Activity: In your reply, restate all of the records below word for word.

Free-text object descriptions
════════════════

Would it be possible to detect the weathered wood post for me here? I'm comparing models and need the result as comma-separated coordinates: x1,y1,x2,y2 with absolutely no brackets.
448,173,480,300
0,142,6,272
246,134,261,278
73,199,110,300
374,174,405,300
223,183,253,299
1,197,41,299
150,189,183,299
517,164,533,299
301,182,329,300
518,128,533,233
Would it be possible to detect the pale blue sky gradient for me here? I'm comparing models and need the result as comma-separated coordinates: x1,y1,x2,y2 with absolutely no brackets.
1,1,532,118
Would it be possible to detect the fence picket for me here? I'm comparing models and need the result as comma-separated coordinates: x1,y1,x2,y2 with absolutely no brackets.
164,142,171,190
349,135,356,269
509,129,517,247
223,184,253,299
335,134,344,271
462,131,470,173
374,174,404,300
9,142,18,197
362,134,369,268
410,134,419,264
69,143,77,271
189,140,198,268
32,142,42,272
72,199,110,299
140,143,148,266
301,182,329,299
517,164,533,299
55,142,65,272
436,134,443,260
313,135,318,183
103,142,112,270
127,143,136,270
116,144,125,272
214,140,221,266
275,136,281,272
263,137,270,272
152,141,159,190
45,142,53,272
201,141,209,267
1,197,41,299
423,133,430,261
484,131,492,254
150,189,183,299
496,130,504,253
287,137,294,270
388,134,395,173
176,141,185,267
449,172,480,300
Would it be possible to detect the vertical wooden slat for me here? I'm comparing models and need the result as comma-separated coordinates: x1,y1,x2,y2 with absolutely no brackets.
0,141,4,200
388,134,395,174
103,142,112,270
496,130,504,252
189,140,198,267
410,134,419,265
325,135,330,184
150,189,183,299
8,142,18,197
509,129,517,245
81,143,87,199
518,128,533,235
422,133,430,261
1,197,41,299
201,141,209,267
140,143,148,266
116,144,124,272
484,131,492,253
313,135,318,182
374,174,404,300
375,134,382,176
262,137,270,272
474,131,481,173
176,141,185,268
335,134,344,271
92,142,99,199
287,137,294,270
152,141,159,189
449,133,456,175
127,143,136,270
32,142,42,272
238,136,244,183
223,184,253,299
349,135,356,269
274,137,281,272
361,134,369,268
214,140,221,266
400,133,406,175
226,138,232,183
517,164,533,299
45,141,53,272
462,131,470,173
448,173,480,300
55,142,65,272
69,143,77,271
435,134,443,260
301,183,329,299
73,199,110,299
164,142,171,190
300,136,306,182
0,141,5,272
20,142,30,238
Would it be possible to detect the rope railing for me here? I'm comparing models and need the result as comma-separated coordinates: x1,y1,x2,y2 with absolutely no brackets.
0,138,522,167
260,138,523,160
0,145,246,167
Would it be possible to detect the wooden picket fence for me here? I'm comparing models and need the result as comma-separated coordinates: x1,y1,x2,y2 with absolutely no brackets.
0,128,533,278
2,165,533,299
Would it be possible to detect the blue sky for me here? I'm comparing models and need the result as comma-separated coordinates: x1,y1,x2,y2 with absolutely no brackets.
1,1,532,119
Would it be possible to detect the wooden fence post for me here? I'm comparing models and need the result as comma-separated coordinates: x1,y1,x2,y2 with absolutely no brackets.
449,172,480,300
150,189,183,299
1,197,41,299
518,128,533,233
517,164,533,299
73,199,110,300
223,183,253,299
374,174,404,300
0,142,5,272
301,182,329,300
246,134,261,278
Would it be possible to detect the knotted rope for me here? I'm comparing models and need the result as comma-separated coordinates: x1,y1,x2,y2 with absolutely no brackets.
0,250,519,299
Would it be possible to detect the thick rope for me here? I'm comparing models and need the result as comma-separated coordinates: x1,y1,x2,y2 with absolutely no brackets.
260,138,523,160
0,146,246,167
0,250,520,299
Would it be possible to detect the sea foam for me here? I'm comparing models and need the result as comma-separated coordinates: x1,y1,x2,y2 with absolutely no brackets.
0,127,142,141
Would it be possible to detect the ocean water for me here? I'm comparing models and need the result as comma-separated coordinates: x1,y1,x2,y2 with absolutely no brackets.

════════════════

Solution below:
Would it be possible to detect the weathered wood post for me here? I'm comparing models and need the result as comma-separated coordinates: x1,y1,x2,y2 with absolutely no brackets.
448,173,480,300
0,142,6,272
246,134,261,278
73,199,110,300
374,174,405,300
223,183,253,299
1,197,41,299
150,189,183,299
517,164,533,299
301,182,329,300
518,128,533,233
Would it be possible to detect the pale blue sky gradient for me here? I'm comparing models and need the result as comma-separated coordinates: x1,y1,x2,y2 with absolutely no brackets.
1,1,532,118
Would it be possible to detect the fence picket for me here? I'm comparing models and need the result as comma-separated coordinates: x1,y1,x2,y2 with absolutely no brackets.
164,142,171,190
349,135,356,269
509,129,517,247
223,184,253,299
335,134,344,271
462,131,470,173
374,174,404,300
9,142,18,197
362,134,369,268
410,134,419,264
69,143,77,271
189,140,198,268
32,142,42,272
72,199,110,299
140,143,148,266
301,182,329,299
517,164,533,299
55,142,65,272
436,134,443,260
313,135,318,183
103,142,112,270
127,143,136,270
116,144,125,272
214,140,221,266
275,136,281,272
263,137,270,272
152,141,159,190
45,142,53,272
201,141,209,267
1,197,41,299
423,133,430,261
484,131,492,254
150,189,183,299
496,130,504,253
287,137,294,270
388,134,395,173
176,141,185,267
449,172,480,300
Would it be possible to detect the vertical wooden slat for me here? I'm comparing models and need the result as comma-separated coordinates: x1,y1,x2,y2 with absolutely no brackets.
0,141,4,200
388,134,395,174
103,142,112,270
496,130,504,252
189,140,198,267
410,134,419,265
325,135,330,184
150,189,183,299
8,142,18,197
509,129,517,245
81,143,87,199
518,128,533,235
422,133,430,261
1,197,41,299
201,141,209,267
140,143,148,266
116,144,124,272
484,131,492,253
313,135,318,182
374,174,404,300
375,134,382,176
262,137,270,272
474,131,481,173
176,141,185,268
335,134,344,271
92,142,99,199
287,137,294,270
152,141,159,189
449,133,456,175
127,143,136,270
32,142,42,272
238,136,244,183
223,184,253,299
349,135,356,269
274,137,281,272
361,134,369,268
214,140,221,266
400,133,406,175
226,138,232,183
517,164,533,299
45,141,53,272
462,131,470,173
448,173,480,300
55,142,65,272
69,143,77,271
435,134,443,260
301,183,329,299
73,199,110,299
164,142,171,190
300,136,306,182
0,141,5,272
20,142,30,238
Would it be possible to detect the rope railing for me here? I'm comparing models and need the result as comma-separated coordinates: x1,y1,x2,y2 with absolutely no brackets.
0,138,522,167
260,138,523,160
0,145,246,167
Would it be possible to detect the wooden picket fence for me here? I'm comparing models and need the result as comma-separated coordinates: x1,y1,x2,y2 with absolutely no brackets.
0,128,533,278
2,165,533,299
Would it be possible to detect the blue sky for me here? I'm comparing models and need the result as comma-separated coordinates: x1,y1,x2,y2 with absolutely no brackets.
1,1,532,119
Would it be possible to detect the wooden fence post for me here? I'm comparing models and need the result as comma-separated coordinates: x1,y1,x2,y2 with absolutely no brackets.
449,172,480,300
150,189,183,299
1,197,41,299
518,128,533,233
517,164,533,299
73,199,110,300
223,183,253,299
374,174,404,300
0,142,5,272
301,182,329,300
246,134,261,278
Would it be possible to detect the knotted rope for me here? I'm comparing models and need the result as comma-separated coordinates: x1,y1,x2,y2 with absolutely no brackets.
0,250,519,299
Would it be possible to detect the thick rope for me here? I'm comparing models and need the result as comma-separated coordinates: x1,y1,x2,y2 with absolutely no brackets.
260,138,523,160
0,146,246,167
0,250,520,299
Would it be possible to detect the sea foam for me here? I'm comparing models and need the result as comma-separated coordinates: x1,y1,x2,y2 with absolutely no brackets.
0,127,142,141
Would it be possible to detect the ocean water for me here? I'm comparing models and need the result as comma-separated coordinates: x1,y1,x2,y2 with absolutely no brackets.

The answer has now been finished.